• _DATASET ENTRIES_
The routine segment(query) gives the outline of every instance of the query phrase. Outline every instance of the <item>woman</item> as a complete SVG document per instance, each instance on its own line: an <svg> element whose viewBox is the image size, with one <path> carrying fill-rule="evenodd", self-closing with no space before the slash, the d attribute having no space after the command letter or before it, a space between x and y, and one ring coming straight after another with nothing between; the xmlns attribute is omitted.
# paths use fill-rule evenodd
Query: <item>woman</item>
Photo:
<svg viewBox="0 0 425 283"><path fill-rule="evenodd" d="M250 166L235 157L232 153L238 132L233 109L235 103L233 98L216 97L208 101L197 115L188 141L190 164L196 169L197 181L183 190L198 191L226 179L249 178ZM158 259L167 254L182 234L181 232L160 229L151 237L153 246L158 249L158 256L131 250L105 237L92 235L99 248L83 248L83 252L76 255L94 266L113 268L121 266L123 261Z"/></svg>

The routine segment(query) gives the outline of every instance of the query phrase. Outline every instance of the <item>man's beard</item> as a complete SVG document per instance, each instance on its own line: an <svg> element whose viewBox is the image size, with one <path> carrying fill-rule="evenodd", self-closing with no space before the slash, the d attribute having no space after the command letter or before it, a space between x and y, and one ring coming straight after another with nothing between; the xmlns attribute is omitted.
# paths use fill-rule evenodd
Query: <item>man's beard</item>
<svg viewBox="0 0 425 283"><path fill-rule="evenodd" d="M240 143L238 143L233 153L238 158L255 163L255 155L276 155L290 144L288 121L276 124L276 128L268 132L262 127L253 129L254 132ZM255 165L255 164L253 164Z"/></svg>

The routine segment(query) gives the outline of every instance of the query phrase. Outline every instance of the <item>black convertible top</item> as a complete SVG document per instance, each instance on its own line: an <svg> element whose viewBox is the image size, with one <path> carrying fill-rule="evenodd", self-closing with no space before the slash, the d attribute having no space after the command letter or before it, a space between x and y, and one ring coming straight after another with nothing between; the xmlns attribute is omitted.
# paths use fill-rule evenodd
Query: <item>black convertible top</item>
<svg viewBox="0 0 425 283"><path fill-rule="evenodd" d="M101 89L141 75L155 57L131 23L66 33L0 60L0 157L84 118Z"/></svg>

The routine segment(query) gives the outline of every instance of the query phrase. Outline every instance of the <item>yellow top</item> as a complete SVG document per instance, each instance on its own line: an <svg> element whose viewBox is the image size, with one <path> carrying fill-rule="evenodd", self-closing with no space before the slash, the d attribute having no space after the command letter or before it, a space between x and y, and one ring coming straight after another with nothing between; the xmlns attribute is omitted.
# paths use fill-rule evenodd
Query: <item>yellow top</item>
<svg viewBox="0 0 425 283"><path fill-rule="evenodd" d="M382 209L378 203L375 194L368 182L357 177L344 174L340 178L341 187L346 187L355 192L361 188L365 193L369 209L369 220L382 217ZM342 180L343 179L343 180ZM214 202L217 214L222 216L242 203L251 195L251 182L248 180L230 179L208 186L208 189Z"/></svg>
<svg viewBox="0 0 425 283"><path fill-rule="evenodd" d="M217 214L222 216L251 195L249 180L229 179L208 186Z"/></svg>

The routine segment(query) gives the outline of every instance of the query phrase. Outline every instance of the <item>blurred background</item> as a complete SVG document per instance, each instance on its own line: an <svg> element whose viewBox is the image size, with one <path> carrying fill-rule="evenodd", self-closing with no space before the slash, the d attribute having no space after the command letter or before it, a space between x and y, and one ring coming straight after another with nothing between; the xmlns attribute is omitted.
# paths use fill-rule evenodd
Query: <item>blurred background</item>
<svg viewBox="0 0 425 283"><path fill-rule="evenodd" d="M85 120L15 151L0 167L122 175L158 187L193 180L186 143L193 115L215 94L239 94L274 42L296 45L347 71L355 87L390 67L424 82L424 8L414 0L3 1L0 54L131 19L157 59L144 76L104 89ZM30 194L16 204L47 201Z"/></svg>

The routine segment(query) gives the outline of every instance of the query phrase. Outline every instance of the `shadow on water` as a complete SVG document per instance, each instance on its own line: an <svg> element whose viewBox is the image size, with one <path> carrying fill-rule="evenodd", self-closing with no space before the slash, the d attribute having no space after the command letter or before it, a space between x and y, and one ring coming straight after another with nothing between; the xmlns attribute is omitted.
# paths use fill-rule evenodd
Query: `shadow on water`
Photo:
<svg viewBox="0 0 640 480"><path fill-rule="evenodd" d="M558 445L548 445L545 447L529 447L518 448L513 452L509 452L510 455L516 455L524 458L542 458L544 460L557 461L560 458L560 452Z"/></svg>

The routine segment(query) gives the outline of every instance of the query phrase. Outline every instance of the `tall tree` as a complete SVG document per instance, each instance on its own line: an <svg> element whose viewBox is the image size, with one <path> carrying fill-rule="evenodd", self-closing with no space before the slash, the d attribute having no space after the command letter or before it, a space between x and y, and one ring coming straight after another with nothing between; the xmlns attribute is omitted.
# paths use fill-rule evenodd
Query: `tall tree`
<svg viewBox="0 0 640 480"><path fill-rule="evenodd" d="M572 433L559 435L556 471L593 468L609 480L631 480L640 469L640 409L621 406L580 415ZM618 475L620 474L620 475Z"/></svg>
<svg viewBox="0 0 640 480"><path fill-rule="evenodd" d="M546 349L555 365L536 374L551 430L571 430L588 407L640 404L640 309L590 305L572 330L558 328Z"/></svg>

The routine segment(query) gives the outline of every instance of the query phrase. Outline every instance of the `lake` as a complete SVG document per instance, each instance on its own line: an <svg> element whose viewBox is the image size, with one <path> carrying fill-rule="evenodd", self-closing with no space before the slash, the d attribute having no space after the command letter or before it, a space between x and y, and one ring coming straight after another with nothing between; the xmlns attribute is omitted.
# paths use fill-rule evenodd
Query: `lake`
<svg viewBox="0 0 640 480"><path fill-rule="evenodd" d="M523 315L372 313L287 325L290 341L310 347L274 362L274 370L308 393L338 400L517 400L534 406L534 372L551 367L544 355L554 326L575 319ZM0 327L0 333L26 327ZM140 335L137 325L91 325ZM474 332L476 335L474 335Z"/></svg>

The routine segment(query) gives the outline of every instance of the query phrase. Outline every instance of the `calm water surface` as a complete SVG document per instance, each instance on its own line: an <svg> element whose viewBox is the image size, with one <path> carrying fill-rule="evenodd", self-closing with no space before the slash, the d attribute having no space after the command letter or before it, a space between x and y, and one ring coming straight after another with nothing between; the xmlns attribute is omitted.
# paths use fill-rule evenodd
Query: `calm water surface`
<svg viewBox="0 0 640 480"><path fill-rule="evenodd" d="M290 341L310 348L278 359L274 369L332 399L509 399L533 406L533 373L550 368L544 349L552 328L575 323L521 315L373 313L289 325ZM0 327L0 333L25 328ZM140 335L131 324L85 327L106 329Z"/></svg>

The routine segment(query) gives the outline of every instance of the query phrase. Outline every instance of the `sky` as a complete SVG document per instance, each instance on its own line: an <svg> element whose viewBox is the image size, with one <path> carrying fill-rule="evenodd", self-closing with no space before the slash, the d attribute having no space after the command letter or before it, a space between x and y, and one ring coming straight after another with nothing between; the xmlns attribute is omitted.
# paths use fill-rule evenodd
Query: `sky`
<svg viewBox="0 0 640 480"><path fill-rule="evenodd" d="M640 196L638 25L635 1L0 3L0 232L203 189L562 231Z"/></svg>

• _DIRECTION_
Reproduce the listing above with every occurrence of "query phrase" renamed to "search phrase", keeping all other text the same.

• _ANSWER TO THIS EXERCISE_
The routine segment(query) gives the outline of every instance of the search phrase. Outline every instance of the <item>woman</item> as a complete SVG document per instance, each instance on its own line: an <svg> element whose viewBox is the image size, with one <path> carrying fill-rule="evenodd", self-closing with no space before the slash, the d attribute having no space after the command letter or before it, a space between x and y, and one ring coming straight after another with nothing between; the xmlns attribute is omitted.
# paths use fill-rule evenodd
Query: <item>woman</item>
Photo:
<svg viewBox="0 0 425 283"><path fill-rule="evenodd" d="M250 166L235 157L232 153L238 132L233 109L235 103L233 98L216 97L208 101L197 115L188 141L190 164L196 169L197 181L183 190L198 191L226 179L249 178ZM158 259L167 254L182 234L181 232L160 229L151 237L153 246L158 249L158 256L131 250L105 237L92 235L99 248L83 248L83 252L76 255L94 266L113 268L121 266L123 261Z"/></svg>

The routine segment(query) gives the outline of every instance of the search phrase. Outline every instance of the <item>man's beard</item> as a complete SVG document per instance, each instance on its own line: an <svg> element whose viewBox is the image size, with one <path> carrying fill-rule="evenodd", self-closing with no space before the slash, the d attribute having no space after the command letter or before it, a space between x and y, and one ring coming straight after another with nothing between; the xmlns attribute is omitted.
# paths use fill-rule evenodd
Query: <item>man's beard</item>
<svg viewBox="0 0 425 283"><path fill-rule="evenodd" d="M240 143L238 143L233 153L238 158L255 163L255 155L276 155L290 144L288 121L276 124L276 128L268 132L262 127L253 129L254 132ZM255 165L255 164L253 164Z"/></svg>

The routine segment(query) gives the outline of every instance of the search phrase. Outline every instance of the <item>black convertible top</item> as a complete SVG document per instance, each instance on its own line: an <svg> element whose viewBox is the image size, with one <path> carrying fill-rule="evenodd", self-closing with no space before the slash, the d attribute having no space after the command letter or before it, a space between x and y, and one ring coming straight after another with nothing between; the xmlns attribute is omitted.
# paths use fill-rule evenodd
Query: <item>black convertible top</item>
<svg viewBox="0 0 425 283"><path fill-rule="evenodd" d="M101 89L141 75L155 57L131 23L66 33L0 60L0 157L84 118Z"/></svg>

The routine segment(query) gives the outline of every instance of the search phrase. Outline every instance of the <item>yellow top</item> as a complete SVG document per instance, each instance on its own line: an <svg> element whose viewBox is the image size, with one <path> carrying fill-rule="evenodd", self-closing with no space before the slash, the d attribute having no space after the command letter or before it, a space between x and y, and one ring coming straight after another with nothing between; the xmlns attribute is omitted.
# paths use fill-rule evenodd
Query: <item>yellow top</item>
<svg viewBox="0 0 425 283"><path fill-rule="evenodd" d="M382 209L378 203L375 194L368 182L357 177L344 174L340 178L341 187L346 187L355 192L361 188L365 193L369 209L369 220L382 217ZM342 180L343 179L343 180ZM214 202L217 214L222 216L242 203L251 195L251 182L248 180L230 179L208 186L208 189Z"/></svg>
<svg viewBox="0 0 425 283"><path fill-rule="evenodd" d="M217 214L222 216L251 195L249 180L229 179L208 186Z"/></svg>

The routine segment(query) gives the outline of every instance of the search phrase. Outline every instance of the <item>blurred background</item> as a complete SVG document per instance, each instance on its own line: an <svg> element whose viewBox is the image size, with one <path> carrying fill-rule="evenodd", self-closing with no space before the slash, the d attribute having no space after the command letter or before it, a space between x and y, and one ring coming straight after another with nothing between; the xmlns attribute is omitted.
# paths use fill-rule evenodd
Query: <item>blurred background</item>
<svg viewBox="0 0 425 283"><path fill-rule="evenodd" d="M85 120L15 151L0 167L122 175L158 187L193 180L186 143L193 115L215 94L239 94L274 42L296 45L347 71L355 87L390 67L424 82L424 8L414 0L3 1L0 54L131 19L157 59L144 76L104 89ZM30 194L16 204L47 201Z"/></svg>

The routine segment(query) gives the outline of every instance of the search phrase. Outline every instance of the `shadow on water` as a complete SVG document per instance, each instance on its own line: an <svg> element whose viewBox is the image size, with one <path> carrying fill-rule="evenodd", self-closing with no space before the slash, the d attribute having no space after the command letter or before it, a space between x and y, and one ring coming straight after another with nothing between; the xmlns attribute is omitted.
# paths use fill-rule evenodd
Query: `shadow on water`
Photo:
<svg viewBox="0 0 640 480"><path fill-rule="evenodd" d="M558 445L548 445L545 447L529 447L518 448L513 452L509 452L510 455L516 455L524 458L542 458L544 460L557 461L560 458L560 452Z"/></svg>

The routine segment(query) gives the outline of every instance of the search phrase. Outline every instance of the `tall tree` as a complete SVG document per instance, each instance on its own line: an <svg> element whose viewBox is the image size, with one <path> carrying fill-rule="evenodd", self-closing with no space before the slash, the d attribute having no space after the command letter or before it, a space between x and y, and one ring coming straight after another with nothing between; the xmlns attribute is omitted.
# paths use fill-rule evenodd
Query: `tall tree`
<svg viewBox="0 0 640 480"><path fill-rule="evenodd" d="M572 433L559 435L556 471L593 468L609 480L631 480L640 469L640 409L621 406L580 415ZM618 475L620 474L620 475Z"/></svg>
<svg viewBox="0 0 640 480"><path fill-rule="evenodd" d="M546 349L555 365L536 374L551 430L571 430L588 407L640 404L640 309L590 305L572 330L558 328Z"/></svg>

The routine segment(query) gives the outline of every instance of the search phrase. Outline every instance of the `lake` as a complete SVG document per instance, each instance on its own line: an <svg> element whose viewBox is the image size, with one <path> carrying fill-rule="evenodd", self-closing with no space before the slash, the d attribute having no space after the command letter or before it, a space between x and y, and one ring coming straight after another with nothing between; the xmlns attribute is omitted.
# paths use fill-rule evenodd
Query: `lake`
<svg viewBox="0 0 640 480"><path fill-rule="evenodd" d="M523 315L372 313L287 325L290 341L310 347L274 362L274 370L308 393L338 400L517 400L534 406L534 372L551 367L544 355L554 326L575 319ZM0 327L0 333L26 327ZM140 335L137 325L91 325ZM474 332L476 335L474 335Z"/></svg>

The routine segment(query) gives the outline of every instance of the search phrase. Outline every instance of the `calm water surface` as a complete SVG document per instance, each instance on its own line: an <svg> element whose viewBox is the image size, with one <path> carrying fill-rule="evenodd", self-closing with no space before the slash, the d attribute having no space after the command letter or before it, a space between x and y, and one ring coming straight after another with nothing between; the xmlns attribute is omitted.
# paths use fill-rule evenodd
Query: `calm water surface`
<svg viewBox="0 0 640 480"><path fill-rule="evenodd" d="M290 341L310 348L278 359L274 369L332 399L509 399L533 406L533 373L550 368L544 349L552 328L575 323L521 315L373 313L289 325ZM0 327L0 333L25 328ZM140 335L131 324L85 327L106 329Z"/></svg>

The routine segment(query) gives the outline of every instance of the search phrase. Outline every instance of the `sky` as a complete SVG document per instance, each instance on its own line: an <svg> element whose viewBox is the image size, with one <path> carrying fill-rule="evenodd", self-closing with no space before the slash, the d attribute having no space after the command letter or before it, a space between x and y, and one ring coming straight after another with nothing between; the xmlns attribute is omitted.
# paths use fill-rule evenodd
Query: `sky`
<svg viewBox="0 0 640 480"><path fill-rule="evenodd" d="M640 196L638 25L635 1L0 3L0 232L203 189L562 231Z"/></svg>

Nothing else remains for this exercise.